*WHAT YOU HAVE TO DO*: From the first line to the last, copy the listing exactly and omit the pictures.

*RECORDS FOR THIS EXERCISE*:
- - -
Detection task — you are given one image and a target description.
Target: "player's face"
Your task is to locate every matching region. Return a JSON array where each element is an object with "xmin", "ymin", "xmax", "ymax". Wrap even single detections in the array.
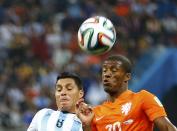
[
  {"xmin": 102, "ymin": 60, "xmax": 128, "ymax": 93},
  {"xmin": 55, "ymin": 78, "xmax": 83, "ymax": 113}
]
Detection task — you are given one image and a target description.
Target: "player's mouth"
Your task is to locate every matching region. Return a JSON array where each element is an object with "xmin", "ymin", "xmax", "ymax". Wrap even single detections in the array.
[
  {"xmin": 60, "ymin": 98, "xmax": 69, "ymax": 103},
  {"xmin": 103, "ymin": 79, "xmax": 111, "ymax": 86}
]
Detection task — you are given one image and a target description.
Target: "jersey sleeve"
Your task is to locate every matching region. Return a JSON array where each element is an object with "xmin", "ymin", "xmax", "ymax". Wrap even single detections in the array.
[
  {"xmin": 141, "ymin": 90, "xmax": 167, "ymax": 122},
  {"xmin": 27, "ymin": 108, "xmax": 50, "ymax": 131},
  {"xmin": 27, "ymin": 111, "xmax": 39, "ymax": 131}
]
- - -
*EXERCISE OUTPUT*:
Detection task — you are given one image and a target description.
Target: "player's face"
Your task is to locate every matching region. Return a JSON array where each element is an object with "xmin", "ymin", "xmax", "ymax". Wrap even single detections in the array.
[
  {"xmin": 102, "ymin": 60, "xmax": 128, "ymax": 93},
  {"xmin": 55, "ymin": 78, "xmax": 83, "ymax": 113}
]
Detection task — you are given one image and a target description.
Target: "player's mouth"
Your task is to locate every matching region. Return a JSON array where each element is an object with "xmin", "ymin", "xmax", "ymax". Wrap even single detections in the array.
[
  {"xmin": 60, "ymin": 98, "xmax": 69, "ymax": 103},
  {"xmin": 103, "ymin": 79, "xmax": 111, "ymax": 86}
]
Detection task — you are given one image and a target description.
Target: "jersey sleeve"
Your task is to locate every matching region. Return a JSON array where each element is an object with "xmin", "ymin", "xmax", "ymax". Wrap even single detections in the array.
[
  {"xmin": 141, "ymin": 90, "xmax": 167, "ymax": 122},
  {"xmin": 27, "ymin": 108, "xmax": 50, "ymax": 131},
  {"xmin": 27, "ymin": 111, "xmax": 39, "ymax": 131}
]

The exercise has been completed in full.